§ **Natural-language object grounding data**
_____

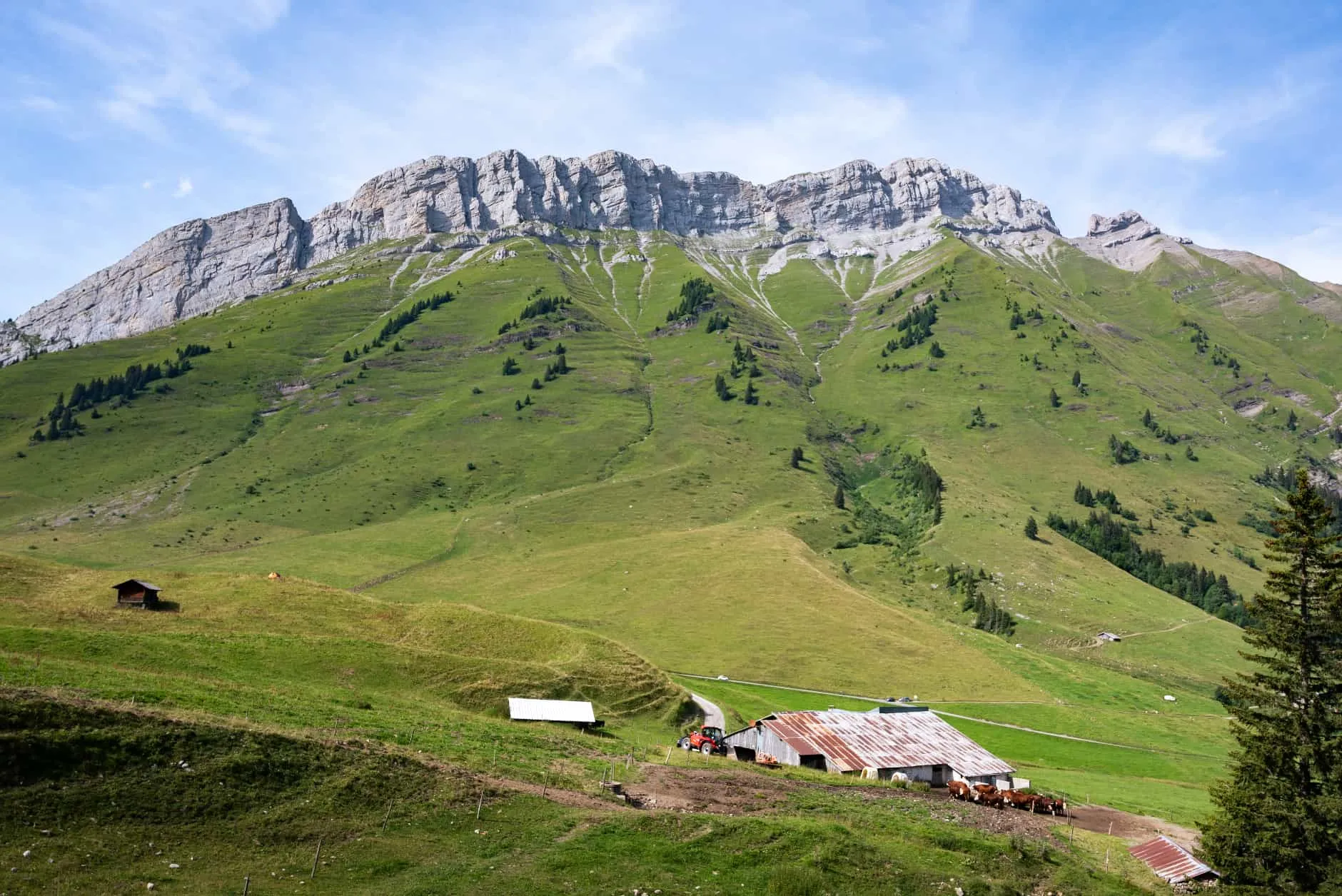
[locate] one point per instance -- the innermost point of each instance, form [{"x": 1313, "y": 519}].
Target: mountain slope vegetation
[{"x": 565, "y": 441}]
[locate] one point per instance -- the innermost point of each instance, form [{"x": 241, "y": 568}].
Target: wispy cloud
[
  {"x": 257, "y": 99},
  {"x": 1186, "y": 137}
]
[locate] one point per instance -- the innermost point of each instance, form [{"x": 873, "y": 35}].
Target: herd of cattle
[{"x": 991, "y": 796}]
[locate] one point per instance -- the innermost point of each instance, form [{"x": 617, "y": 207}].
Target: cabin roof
[
  {"x": 529, "y": 710},
  {"x": 1171, "y": 862},
  {"x": 854, "y": 741},
  {"x": 140, "y": 583}
]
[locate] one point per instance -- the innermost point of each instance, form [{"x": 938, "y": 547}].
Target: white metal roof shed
[{"x": 529, "y": 710}]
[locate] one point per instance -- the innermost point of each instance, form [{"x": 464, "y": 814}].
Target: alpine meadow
[{"x": 591, "y": 430}]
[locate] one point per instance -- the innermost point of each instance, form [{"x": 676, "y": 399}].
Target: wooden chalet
[{"x": 136, "y": 593}]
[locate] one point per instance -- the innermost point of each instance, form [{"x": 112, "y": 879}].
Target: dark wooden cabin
[{"x": 136, "y": 593}]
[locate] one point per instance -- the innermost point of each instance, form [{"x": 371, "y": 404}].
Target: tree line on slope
[
  {"x": 1278, "y": 820},
  {"x": 410, "y": 316},
  {"x": 1111, "y": 540},
  {"x": 121, "y": 388}
]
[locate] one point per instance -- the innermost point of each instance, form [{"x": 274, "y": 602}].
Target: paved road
[{"x": 712, "y": 714}]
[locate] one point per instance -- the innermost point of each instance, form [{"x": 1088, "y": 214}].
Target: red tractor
[{"x": 706, "y": 741}]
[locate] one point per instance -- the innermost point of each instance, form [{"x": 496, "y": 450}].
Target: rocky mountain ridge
[
  {"x": 198, "y": 266},
  {"x": 203, "y": 265}
]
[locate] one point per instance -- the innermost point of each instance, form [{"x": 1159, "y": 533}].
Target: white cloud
[
  {"x": 1186, "y": 137},
  {"x": 39, "y": 104},
  {"x": 811, "y": 126}
]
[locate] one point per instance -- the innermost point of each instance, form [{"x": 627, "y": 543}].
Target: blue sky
[{"x": 121, "y": 117}]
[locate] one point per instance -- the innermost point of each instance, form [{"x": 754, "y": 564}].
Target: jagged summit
[
  {"x": 203, "y": 265},
  {"x": 1129, "y": 241},
  {"x": 1130, "y": 223}
]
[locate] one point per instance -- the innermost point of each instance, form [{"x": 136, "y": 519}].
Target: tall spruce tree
[{"x": 1279, "y": 813}]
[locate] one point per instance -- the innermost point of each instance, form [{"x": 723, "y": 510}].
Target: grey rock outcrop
[
  {"x": 187, "y": 270},
  {"x": 203, "y": 265},
  {"x": 1130, "y": 242}
]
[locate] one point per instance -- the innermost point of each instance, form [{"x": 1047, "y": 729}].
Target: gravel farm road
[{"x": 712, "y": 714}]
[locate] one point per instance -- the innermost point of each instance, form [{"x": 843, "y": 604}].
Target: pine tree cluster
[
  {"x": 61, "y": 421},
  {"x": 988, "y": 615},
  {"x": 410, "y": 316},
  {"x": 1278, "y": 824},
  {"x": 1105, "y": 498},
  {"x": 1106, "y": 537},
  {"x": 1124, "y": 451},
  {"x": 914, "y": 329},
  {"x": 718, "y": 322},
  {"x": 695, "y": 297},
  {"x": 1159, "y": 431}
]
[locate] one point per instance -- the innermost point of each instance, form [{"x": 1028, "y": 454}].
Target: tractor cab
[{"x": 706, "y": 740}]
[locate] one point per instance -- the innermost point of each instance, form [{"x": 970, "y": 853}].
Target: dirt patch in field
[
  {"x": 1125, "y": 825},
  {"x": 740, "y": 792},
  {"x": 713, "y": 790},
  {"x": 1113, "y": 329}
]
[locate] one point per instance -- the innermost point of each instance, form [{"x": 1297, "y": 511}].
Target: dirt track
[
  {"x": 741, "y": 792},
  {"x": 1125, "y": 825}
]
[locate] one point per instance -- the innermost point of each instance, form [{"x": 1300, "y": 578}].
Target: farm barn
[
  {"x": 575, "y": 711},
  {"x": 912, "y": 742},
  {"x": 136, "y": 593},
  {"x": 1174, "y": 864}
]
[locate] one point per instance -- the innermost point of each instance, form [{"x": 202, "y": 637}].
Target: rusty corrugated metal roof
[
  {"x": 855, "y": 741},
  {"x": 1171, "y": 862}
]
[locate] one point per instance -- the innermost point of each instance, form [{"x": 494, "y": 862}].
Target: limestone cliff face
[
  {"x": 184, "y": 271},
  {"x": 203, "y": 265}
]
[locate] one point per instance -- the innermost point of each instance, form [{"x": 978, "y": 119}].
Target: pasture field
[{"x": 1159, "y": 765}]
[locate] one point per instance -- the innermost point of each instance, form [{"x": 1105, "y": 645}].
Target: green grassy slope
[
  {"x": 109, "y": 802},
  {"x": 630, "y": 500}
]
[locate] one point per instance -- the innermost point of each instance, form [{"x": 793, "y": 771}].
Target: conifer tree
[{"x": 1279, "y": 813}]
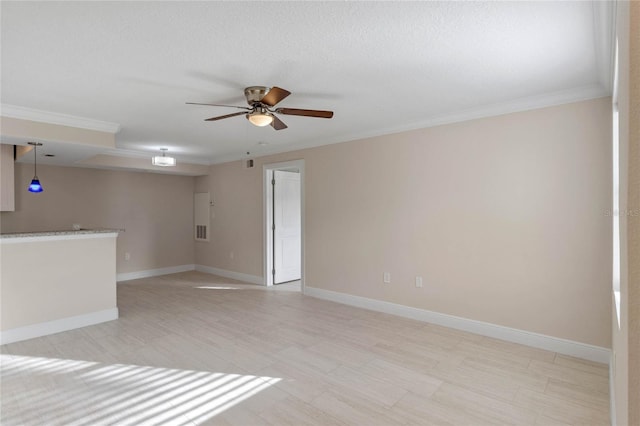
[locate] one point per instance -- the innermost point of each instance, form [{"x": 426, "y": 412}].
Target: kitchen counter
[
  {"x": 57, "y": 234},
  {"x": 56, "y": 281}
]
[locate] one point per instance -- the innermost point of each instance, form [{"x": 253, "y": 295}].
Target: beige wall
[
  {"x": 156, "y": 211},
  {"x": 504, "y": 217},
  {"x": 626, "y": 337},
  {"x": 74, "y": 277},
  {"x": 633, "y": 232}
]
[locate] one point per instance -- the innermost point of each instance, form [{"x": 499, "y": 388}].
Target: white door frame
[{"x": 297, "y": 165}]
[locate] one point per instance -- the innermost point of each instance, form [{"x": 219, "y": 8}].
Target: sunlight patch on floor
[{"x": 62, "y": 391}]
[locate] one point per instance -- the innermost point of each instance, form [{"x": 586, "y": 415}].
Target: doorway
[{"x": 284, "y": 222}]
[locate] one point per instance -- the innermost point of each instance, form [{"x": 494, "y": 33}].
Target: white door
[{"x": 286, "y": 233}]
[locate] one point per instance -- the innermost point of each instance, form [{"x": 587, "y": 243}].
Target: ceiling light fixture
[
  {"x": 35, "y": 182},
  {"x": 163, "y": 160},
  {"x": 260, "y": 117}
]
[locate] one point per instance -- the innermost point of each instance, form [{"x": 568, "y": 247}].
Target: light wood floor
[{"x": 193, "y": 348}]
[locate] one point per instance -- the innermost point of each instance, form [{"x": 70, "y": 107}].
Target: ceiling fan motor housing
[{"x": 254, "y": 94}]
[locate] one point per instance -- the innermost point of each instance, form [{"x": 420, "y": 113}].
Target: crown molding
[
  {"x": 23, "y": 113},
  {"x": 546, "y": 100},
  {"x": 604, "y": 21}
]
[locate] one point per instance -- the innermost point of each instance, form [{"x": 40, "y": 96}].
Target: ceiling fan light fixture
[
  {"x": 163, "y": 160},
  {"x": 260, "y": 118}
]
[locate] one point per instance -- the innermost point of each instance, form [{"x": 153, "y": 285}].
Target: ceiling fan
[{"x": 261, "y": 113}]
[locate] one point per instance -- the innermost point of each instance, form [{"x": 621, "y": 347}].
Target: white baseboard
[
  {"x": 57, "y": 326},
  {"x": 541, "y": 341},
  {"x": 253, "y": 279},
  {"x": 154, "y": 272}
]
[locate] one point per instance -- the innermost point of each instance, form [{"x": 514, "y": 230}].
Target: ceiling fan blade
[
  {"x": 225, "y": 116},
  {"x": 229, "y": 106},
  {"x": 305, "y": 112},
  {"x": 278, "y": 124},
  {"x": 274, "y": 96}
]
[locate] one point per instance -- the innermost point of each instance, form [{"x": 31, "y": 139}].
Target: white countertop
[{"x": 53, "y": 235}]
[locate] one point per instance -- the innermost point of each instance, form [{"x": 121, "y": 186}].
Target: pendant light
[
  {"x": 163, "y": 160},
  {"x": 35, "y": 182}
]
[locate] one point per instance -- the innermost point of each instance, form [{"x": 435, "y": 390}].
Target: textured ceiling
[{"x": 381, "y": 67}]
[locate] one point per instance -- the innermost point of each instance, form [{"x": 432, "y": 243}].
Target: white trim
[
  {"x": 57, "y": 326},
  {"x": 612, "y": 389},
  {"x": 546, "y": 100},
  {"x": 126, "y": 276},
  {"x": 56, "y": 237},
  {"x": 253, "y": 279},
  {"x": 23, "y": 113},
  {"x": 541, "y": 341},
  {"x": 604, "y": 13}
]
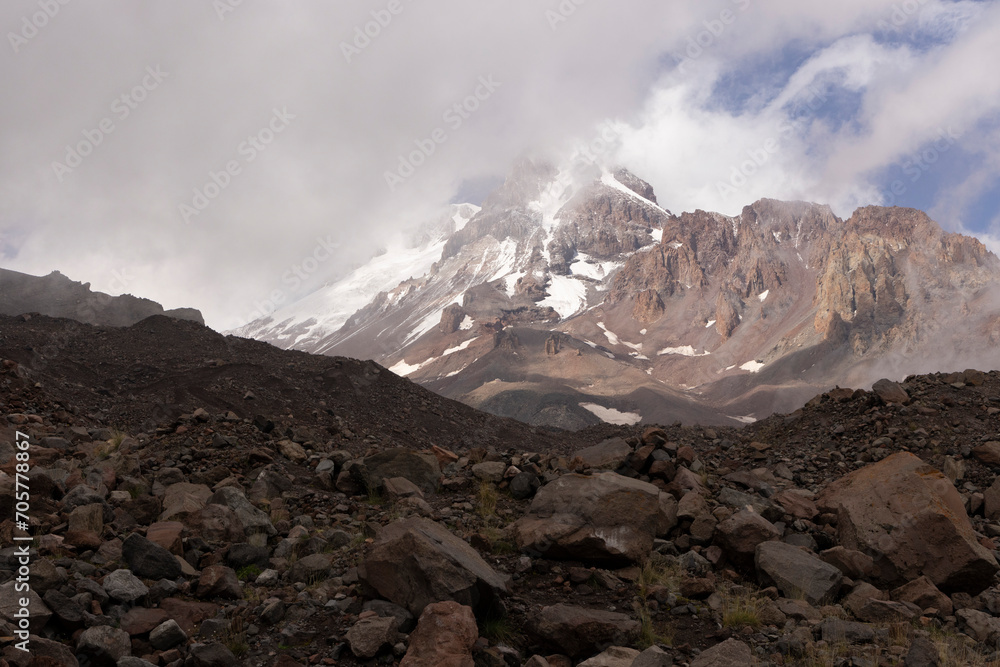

_____

§ **TASK TO COMPLETE**
Write the lines out exactly, beginning at the line that holds "Target: white countertop" and stopping after the last line of the entries; include no pictures.

§ **EXERCISE ANSWER**
Target: white countertop
[{"x": 53, "y": 235}]
[locate] one point per instance -- the innermost point of each instance, form [{"x": 121, "y": 186}].
Target: pendant light
[
  {"x": 163, "y": 160},
  {"x": 35, "y": 182}
]
[locate] one point per instance -- the innermost point of each instance, form [{"x": 435, "y": 390}].
Target: textured ceiling
[{"x": 381, "y": 67}]
[locate] one point per instance -- the innermost point of each instance, form [{"x": 432, "y": 243}].
Target: white trim
[
  {"x": 57, "y": 326},
  {"x": 612, "y": 389},
  {"x": 546, "y": 100},
  {"x": 126, "y": 276},
  {"x": 56, "y": 237},
  {"x": 253, "y": 279},
  {"x": 23, "y": 113},
  {"x": 541, "y": 341},
  {"x": 604, "y": 13}
]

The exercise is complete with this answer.